SELECTION:
[Start]

Subject: Re: QUESTION: real-time, interrupt latency & atom process
To: der Mouse <mouse@Rodents.Montreal.QC.CA>
From: Michael Lyle <>
List: tech-kern
Date: 11/13/2001 20:34:53
It should be possible to do considerably better than this.  Note that on
small (486 class) x86 PC's RTLinux achieves interrupt latencies <15usec.

Real time devices need a special purpose interrupt path; the rest of the
kernel being in a coherent state shouldn't be a necessity for time-critical
interrupts to be serviced.  You just need a seperate message queueing system
which handles atomic commitment properly that can dispatch the data to user
space.  (Getting acceptable degrees about context-switch latency and runtime
for real-time processes is a completely different matter, so the queues don't


On Tue, Nov 13, 2001 at 09:45:55PM -0500, der Mouse wrote:
> > Controlling robots and machines using a real-time operating system is
> > allways an interesting topic.  [ it's not very
> > real-time in this sense...500us-100ms max interrupt latency...]
> Short of just using an overmuscled CPU that can do more than you'd ever
> want to in one control cycle, there isn't much to do but use another
> CPU.  NetBSD has some SMP stuff, but it probably won't be much use to
> you, since your task is decidedly *a*symmetric.  Back in the days of
> MicroVAX-IIs and 4.3BSD, I built a microkernel to run on a slave CPU in
> a uVII.  While I am inclined to doubt this would be of much direct use
> to you, some of the lessons learned might be of interest.  (If 4.3 can
> do it, NetBSD probably can. :-)

[End]

DATA ENTRIES:
[Start]

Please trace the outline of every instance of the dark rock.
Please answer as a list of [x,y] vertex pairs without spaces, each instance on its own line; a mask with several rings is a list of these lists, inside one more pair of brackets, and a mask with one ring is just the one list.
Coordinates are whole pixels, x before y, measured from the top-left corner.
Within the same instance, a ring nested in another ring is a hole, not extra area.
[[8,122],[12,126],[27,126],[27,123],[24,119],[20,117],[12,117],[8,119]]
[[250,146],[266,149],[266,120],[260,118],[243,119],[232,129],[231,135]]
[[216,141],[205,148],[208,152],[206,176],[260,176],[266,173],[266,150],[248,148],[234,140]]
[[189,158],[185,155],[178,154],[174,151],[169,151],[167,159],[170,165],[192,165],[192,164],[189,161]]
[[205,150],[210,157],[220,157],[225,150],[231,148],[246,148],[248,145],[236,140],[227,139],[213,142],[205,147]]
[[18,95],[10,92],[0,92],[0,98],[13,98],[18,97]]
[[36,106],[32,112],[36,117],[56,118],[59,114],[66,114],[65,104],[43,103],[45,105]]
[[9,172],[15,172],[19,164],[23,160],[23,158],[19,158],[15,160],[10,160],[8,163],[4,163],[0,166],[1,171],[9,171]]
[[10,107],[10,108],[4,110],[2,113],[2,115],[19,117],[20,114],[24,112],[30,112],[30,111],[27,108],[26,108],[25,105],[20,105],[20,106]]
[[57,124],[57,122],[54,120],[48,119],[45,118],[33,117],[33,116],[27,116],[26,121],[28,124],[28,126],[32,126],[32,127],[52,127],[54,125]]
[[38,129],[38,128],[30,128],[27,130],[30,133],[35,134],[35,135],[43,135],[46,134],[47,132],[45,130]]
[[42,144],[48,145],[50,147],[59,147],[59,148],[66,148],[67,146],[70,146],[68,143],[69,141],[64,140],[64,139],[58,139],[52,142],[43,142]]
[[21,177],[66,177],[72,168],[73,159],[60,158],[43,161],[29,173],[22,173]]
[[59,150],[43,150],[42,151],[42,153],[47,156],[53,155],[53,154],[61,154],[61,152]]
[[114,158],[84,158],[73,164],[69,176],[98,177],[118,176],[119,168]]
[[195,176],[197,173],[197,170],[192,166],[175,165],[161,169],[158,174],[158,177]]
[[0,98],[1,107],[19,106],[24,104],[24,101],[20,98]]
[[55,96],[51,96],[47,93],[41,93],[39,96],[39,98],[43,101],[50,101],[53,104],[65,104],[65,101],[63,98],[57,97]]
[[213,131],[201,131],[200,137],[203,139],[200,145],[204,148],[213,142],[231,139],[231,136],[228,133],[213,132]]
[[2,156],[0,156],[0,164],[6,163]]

[End]

PROBLEM SET:
1. Translate this sentence from the post on interrupt latency into Spanish: "Real time devices need a special purpose interrupt path; the rest of the kernel being in a coherent state shouldn't be a necessity for time-critical interrupts to be serviced."
2. Answer these questions from the post on interrupt latency:
(a) On which list was it posted?
(b) What interrupt latency does RTLinux achieve on small 486-class x86 PCs?
(c) In the quoted reply, what did der Mouse build back in the days of MicroVAX-IIs and 4.3BSD?

RESULTS OF THE EXERCISE:
1. Los dispositivos de tiempo real necesitan una ruta de interrupciones de propósito especial; que el resto del núcleo esté en un estado coherente no debería ser una condición necesaria para que se atiendan las interrupciones críticas en tiempo.

2.
(a) tech-kern
(b) Under 15 microseconds (<15usec).
(c) A microkernel to run on a slave CPU in a uVII.